(Point localization data):
○ ○ ○ ○ ○

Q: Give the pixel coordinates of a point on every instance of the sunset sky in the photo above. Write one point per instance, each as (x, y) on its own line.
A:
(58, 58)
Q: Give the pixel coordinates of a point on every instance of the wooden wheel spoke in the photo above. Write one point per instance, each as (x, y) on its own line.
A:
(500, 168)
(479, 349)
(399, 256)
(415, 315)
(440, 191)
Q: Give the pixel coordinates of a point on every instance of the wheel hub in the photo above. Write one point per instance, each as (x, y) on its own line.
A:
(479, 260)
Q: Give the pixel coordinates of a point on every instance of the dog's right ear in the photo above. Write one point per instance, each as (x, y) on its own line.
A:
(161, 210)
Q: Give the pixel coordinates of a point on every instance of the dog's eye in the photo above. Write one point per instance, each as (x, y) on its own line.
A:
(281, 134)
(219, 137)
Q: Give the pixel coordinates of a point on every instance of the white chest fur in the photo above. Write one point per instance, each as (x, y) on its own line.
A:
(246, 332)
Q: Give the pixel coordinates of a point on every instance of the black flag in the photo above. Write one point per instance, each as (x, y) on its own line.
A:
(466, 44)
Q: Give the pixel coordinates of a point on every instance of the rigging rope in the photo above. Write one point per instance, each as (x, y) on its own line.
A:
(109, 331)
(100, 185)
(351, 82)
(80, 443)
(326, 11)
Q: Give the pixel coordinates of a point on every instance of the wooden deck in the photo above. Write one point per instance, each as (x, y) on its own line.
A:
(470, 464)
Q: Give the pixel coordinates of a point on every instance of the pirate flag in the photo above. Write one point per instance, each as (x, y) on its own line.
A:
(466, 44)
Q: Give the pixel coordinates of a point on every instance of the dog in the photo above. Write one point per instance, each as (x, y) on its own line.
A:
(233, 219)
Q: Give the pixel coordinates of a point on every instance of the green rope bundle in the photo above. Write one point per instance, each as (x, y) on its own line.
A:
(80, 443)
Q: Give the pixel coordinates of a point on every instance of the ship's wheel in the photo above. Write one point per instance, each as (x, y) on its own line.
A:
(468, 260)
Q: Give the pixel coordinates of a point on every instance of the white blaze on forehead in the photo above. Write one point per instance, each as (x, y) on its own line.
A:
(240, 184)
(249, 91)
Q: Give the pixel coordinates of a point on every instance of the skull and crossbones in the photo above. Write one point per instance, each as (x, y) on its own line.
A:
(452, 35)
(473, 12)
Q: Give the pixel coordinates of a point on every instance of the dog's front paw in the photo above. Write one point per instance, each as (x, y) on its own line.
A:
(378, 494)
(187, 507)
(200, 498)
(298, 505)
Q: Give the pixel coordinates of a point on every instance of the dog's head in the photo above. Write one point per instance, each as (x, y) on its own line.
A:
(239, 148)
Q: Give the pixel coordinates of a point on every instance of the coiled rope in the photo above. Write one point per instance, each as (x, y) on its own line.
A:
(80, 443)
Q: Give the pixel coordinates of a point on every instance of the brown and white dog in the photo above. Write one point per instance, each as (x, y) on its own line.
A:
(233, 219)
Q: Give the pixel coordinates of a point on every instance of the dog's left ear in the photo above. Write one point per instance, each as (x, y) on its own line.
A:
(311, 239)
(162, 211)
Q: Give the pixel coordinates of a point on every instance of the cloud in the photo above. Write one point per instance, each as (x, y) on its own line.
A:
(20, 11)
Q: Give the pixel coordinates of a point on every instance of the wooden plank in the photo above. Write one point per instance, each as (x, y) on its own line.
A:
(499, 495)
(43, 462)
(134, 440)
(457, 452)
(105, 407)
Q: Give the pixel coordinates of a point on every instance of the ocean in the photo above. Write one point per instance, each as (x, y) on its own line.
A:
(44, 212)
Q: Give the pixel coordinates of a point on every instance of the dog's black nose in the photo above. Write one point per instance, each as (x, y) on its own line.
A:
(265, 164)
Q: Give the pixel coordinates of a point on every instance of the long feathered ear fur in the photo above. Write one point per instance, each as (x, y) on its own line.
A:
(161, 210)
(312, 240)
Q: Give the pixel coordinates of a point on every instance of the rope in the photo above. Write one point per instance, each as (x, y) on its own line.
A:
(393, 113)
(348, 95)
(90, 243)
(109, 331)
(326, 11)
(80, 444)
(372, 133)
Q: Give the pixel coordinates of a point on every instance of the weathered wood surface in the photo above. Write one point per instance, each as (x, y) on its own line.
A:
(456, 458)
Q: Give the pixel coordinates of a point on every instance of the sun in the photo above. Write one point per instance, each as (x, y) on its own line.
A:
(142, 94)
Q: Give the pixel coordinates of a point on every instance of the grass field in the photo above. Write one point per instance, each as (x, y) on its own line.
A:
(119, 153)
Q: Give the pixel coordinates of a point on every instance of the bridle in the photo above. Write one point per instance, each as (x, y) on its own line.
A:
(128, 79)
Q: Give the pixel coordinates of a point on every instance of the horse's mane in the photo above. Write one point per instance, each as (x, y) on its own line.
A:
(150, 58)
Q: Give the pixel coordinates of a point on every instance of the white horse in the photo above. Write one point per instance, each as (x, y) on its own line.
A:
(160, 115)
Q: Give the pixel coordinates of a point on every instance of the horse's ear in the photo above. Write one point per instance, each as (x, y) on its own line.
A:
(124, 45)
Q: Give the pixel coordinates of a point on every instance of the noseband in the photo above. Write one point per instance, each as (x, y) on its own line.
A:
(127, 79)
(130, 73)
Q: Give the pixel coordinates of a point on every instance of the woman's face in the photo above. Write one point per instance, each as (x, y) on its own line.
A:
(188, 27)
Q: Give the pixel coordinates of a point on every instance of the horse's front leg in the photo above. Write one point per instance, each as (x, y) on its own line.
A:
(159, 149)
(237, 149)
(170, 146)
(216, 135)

○ ○ ○ ○ ○

(Task prompt): The lines holding the word "white" are the answer. Find them in the entries and copy them.

(Result of this task):
Q: Give the pixel coordinates of a point on every instance of the white chest fur in the photo above. Write one point per instance, each as (x, y) on its own line.
Q: Give the pixel coordinates of a point on every instance of the white blaze on forehead in the photo above. Write one point per instance, each as (x, y) on its own line.
Q: Give the pixel coordinates of a point on every instance of the brown and white dog in the photo above. Write one point per instance, each as (x, y) on its own line.
Q: Give the pixel coordinates of a point on every instance of the white horse in the photo above. Write one point per instance, each as (x, y) on its own line.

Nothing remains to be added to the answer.